Photo-based referring expression data =>
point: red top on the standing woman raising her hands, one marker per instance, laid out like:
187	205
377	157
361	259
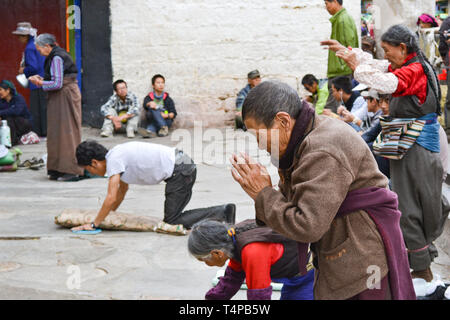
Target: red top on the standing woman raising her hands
412	81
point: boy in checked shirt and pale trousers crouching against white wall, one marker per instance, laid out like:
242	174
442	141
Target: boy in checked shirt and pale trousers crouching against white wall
121	110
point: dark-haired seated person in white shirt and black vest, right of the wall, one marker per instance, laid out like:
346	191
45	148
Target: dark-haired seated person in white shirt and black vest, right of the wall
351	101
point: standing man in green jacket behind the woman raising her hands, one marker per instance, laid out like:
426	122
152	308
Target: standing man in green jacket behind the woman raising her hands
344	30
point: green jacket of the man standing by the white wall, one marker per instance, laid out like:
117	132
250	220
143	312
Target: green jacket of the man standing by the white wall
343	29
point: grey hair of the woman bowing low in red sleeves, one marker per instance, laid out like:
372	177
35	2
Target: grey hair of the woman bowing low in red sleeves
209	235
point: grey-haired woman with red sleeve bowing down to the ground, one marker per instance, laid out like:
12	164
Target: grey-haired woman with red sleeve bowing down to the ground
257	254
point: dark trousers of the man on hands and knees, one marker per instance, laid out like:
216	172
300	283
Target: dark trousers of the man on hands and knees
179	192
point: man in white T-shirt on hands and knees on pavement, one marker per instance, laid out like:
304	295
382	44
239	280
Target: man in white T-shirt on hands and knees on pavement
148	164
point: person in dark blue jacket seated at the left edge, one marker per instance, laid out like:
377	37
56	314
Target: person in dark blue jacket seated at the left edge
14	110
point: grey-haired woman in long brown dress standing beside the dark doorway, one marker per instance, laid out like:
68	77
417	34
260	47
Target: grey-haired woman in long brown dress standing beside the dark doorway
63	109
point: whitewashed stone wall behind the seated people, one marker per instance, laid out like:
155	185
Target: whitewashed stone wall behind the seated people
205	48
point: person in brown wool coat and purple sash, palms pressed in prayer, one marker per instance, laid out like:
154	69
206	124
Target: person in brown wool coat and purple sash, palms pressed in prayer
331	195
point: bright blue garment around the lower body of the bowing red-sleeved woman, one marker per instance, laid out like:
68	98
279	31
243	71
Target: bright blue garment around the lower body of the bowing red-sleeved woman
297	288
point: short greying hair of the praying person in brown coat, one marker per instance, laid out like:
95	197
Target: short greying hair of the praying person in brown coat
265	101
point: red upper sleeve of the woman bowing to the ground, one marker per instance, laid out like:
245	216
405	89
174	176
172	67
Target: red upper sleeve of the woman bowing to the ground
257	260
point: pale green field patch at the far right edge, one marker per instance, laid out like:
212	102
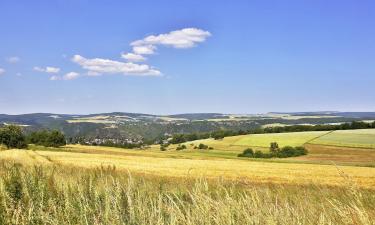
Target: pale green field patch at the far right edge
348	138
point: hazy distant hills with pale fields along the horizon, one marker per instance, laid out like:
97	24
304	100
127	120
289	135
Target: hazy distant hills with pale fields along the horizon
138	126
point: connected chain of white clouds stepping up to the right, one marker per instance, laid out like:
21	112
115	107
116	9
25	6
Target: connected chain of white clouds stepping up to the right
184	38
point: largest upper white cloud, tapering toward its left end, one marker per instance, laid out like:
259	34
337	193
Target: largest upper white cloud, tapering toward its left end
184	38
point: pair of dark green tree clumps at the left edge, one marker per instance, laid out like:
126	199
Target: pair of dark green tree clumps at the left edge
12	137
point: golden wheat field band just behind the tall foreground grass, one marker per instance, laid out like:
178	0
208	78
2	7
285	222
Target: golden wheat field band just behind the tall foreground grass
170	165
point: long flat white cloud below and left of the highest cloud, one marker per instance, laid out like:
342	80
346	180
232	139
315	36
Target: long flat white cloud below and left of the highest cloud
106	66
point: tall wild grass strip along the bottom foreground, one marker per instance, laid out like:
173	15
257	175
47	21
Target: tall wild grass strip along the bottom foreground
65	195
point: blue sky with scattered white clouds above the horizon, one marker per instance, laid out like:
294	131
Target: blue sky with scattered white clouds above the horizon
186	56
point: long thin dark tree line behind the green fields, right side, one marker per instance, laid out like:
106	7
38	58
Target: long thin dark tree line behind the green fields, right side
220	134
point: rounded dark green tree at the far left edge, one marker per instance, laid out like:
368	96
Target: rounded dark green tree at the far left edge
12	137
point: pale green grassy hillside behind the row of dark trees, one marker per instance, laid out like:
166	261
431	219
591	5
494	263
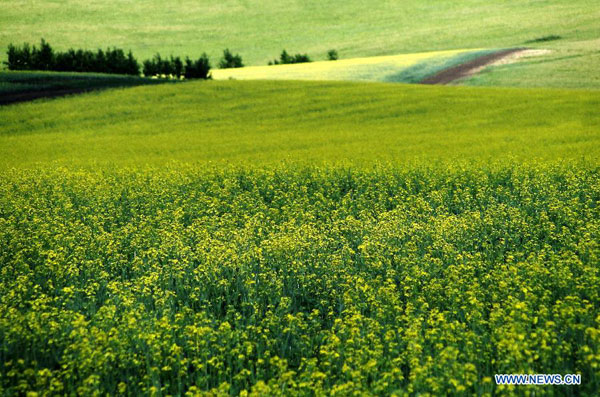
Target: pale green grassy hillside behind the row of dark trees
259	30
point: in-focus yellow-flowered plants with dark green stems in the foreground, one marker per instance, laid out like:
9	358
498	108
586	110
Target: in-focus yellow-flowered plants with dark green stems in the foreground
286	281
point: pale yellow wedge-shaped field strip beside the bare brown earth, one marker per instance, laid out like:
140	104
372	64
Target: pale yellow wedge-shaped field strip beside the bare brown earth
398	68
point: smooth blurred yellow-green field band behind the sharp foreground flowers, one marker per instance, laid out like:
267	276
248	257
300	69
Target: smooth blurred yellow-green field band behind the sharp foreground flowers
270	122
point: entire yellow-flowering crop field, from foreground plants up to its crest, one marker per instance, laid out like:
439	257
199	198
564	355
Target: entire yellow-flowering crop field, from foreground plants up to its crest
289	238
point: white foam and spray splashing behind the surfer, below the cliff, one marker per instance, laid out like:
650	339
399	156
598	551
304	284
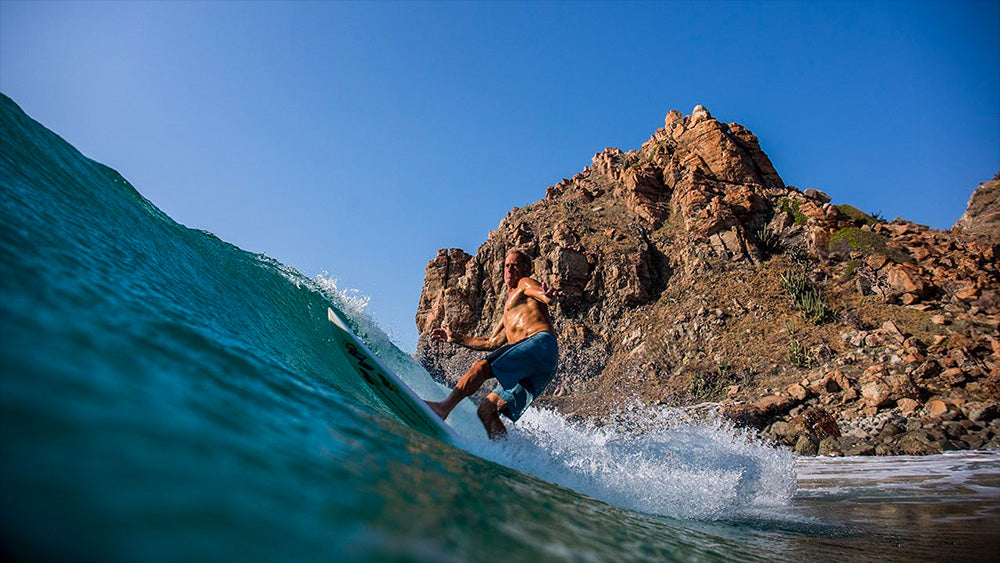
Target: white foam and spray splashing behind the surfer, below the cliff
651	461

TASK GOAL =>
Give the records above again in full and exactly, but exclude every picture.

EXPECTED OUTPUT =>
point: red top on the standing woman raising her hands, one marker per instance, laid out like:
187	205
377	157
361	259
Target: red top on the standing woman raising her hands
412	81
point: boy in checked shirt and pale trousers crouching against white wall, one marker per instance, laid out like:
242	174
442	141
Target: boy in checked shirt and pale trousers crouching against white wall
121	110
point: dark-haired seated person in white shirt and black vest, right of the wall, one marker per instance, laid out like:
346	191
45	148
Target: dark-haired seated person in white shirt and black vest, right of the wall
351	101
point: standing man in green jacket behind the woman raising her hands, one marker per instance, laid out like:
426	122
152	308
Target: standing man in green jacket behind the woman raising her hands
344	30
point: green jacket of the man standing by the white wall, one marker per instance, laid out like:
117	132
250	220
143	312
Target: green jacket of the man standing by the white wall
343	29
point: grey hair of the woman bowing low in red sleeves, one marker per instance, laid out like:
372	177
35	2
Target: grey hair of the woman bowing low in red sleeves
209	235
point: grey-haired woman with red sleeve bowing down to the ground, one marker per instance, laid out like:
12	164
Target: grey-haired woman with red sleeve bowing down to the ground
257	254
point: dark trousers of the man on hands and knees, one marker per instance, laid out like:
216	172
300	283
Target: dark trousers of the man on hands and knees
179	192
point: man in white T-shirt on hands and knees on pavement, one marker per instance, laid out like:
304	295
382	44
239	280
Target: man in white T-shirt on hands and knees on pavement
148	164
point: person in dark blue jacket seated at the left edge, one marker per instance, laid out like:
377	37
56	314
Target: person in dark blue jacket seated at the left edge
14	110
point: grey-haired woman in long brown dress standing beside the dark doorway, one marker per instance, laid out like:
68	77
417	34
260	47
Target: grey-haired woman in long brown dress standing beside the dark doorway
63	109
point: whitewashed stone wall behind the seated people, one marker per instance, laid out like:
155	185
Target: whitewashed stone wall behind the seated people
205	48
point: person in brown wool coat and purple sash, palms pressed in prayer, one marker per instance, laid out like:
154	69
206	124
Target: person in brown wool coat and purple sash, palms pressed in prayer
331	195
point: bright blue garment around the lower body of the bowing red-sleeved woman, one marker per instance, laid out like:
68	98
279	31
243	71
Target: bright blue garment around the lower body of the bowing red-sleeved woman
297	288
point: short greying hair of the praying person in brown coat, one marker per instance, laid out like:
95	197
Target: short greying hair of the praying person in brown coat
265	101
point: red upper sleeve of the woman bowing to the ground, one marker per instance, laid out like:
245	216
405	89
174	176
172	67
Target: red upper sleeve of the woman bowing to the ground
257	260
point: pale green field patch at the far right edge, one marker per instance, laid out like:
212	102
Target: pale green field patch at the far right edge
348	138
point: hazy distant hills with pale fields along the horizon, one marker per instance, laid out like:
97	24
304	100
127	120
289	135
Target: hazy distant hills with pale fields along the horizon
138	126
point: connected chain of white clouds stepping up to the right, one marker per instance, laid out like:
21	112
115	107
116	9
25	6
Target: connected chain of white clouds stepping up to the right
184	38
point: largest upper white cloud, tapering toward its left end, one marker per instance, laid out like:
259	34
337	193
Target: largest upper white cloud, tapering toward its left end
184	38
point: pair of dark green tree clumps at the left edge, one marker per instance, laid out like:
126	199
Target: pair of dark green tree clumps at the left edge
12	137
point: golden wheat field band just behind the tall foreground grass, one marker per instance, laid out like:
178	0
208	78
2	7
285	222
Target: golden wheat field band just behind the tall foreground grass
170	165
point: long flat white cloud below and left of the highest cloud, one marker per instance, laid out like:
342	80
346	180
232	139
315	36
Target: long flat white cloud below and left of the highest cloud
106	66
point: tall wild grass strip along the bottom foreground, one marker per instance, laid out like:
173	15
257	175
47	21
Target: tall wild grass strip along the bottom foreground
65	195
point: blue sky with scattered white clouds above the horizon, one marker per instance, laid out like:
294	131
Target: blue sky with scattered white clouds above the horizon
186	56
point: long thin dark tree line behind the green fields, right side, one marker per instance, laid out like:
106	7
38	58
Target: long thin dark tree line behind the green fields, right side
220	134
point: rounded dark green tree at the far left edge, one marker per instance, laid out like:
368	96
Target: rounded dark green tree at the far left edge
12	137
point: pale green grassy hillside behind the row of dark trees, one marker per instance, laid out like:
166	261
431	219
591	5
494	263
Target: pale green grassy hillside behind the row of dark trees
259	30
point: in-focus yellow-flowered plants with dark green stems in the foreground, one marker per instance, laid out like:
9	358
498	108
586	110
Target: in-focus yellow-flowered plants with dark green stems in the foreground
286	281
point: pale yellow wedge-shaped field strip beside the bare brown earth, one marker per instance, laid out like:
140	104
372	64
Target: pale yellow wedge-shaped field strip beside the bare brown earth
398	68
point: smooth blurred yellow-green field band behind the sharp foreground flowers, one marker per instance, laid out like:
267	276
248	257
300	69
Target: smooth blurred yellow-green field band behind the sharp foreground flowers
270	122
point: entire yellow-flowering crop field, from foreground plants up to its crest, one marker per instance, laid out like:
439	257
199	198
564	355
Target: entire yellow-flowering crop field, from foreground plants up to its crest
289	238
point: white foam and spray splashing behind the surfer, below the cliff, one marker per instance, laid out like:
650	339
399	156
598	551
304	284
Target: white foam and spray splashing behind the surfer, below the cliff
651	461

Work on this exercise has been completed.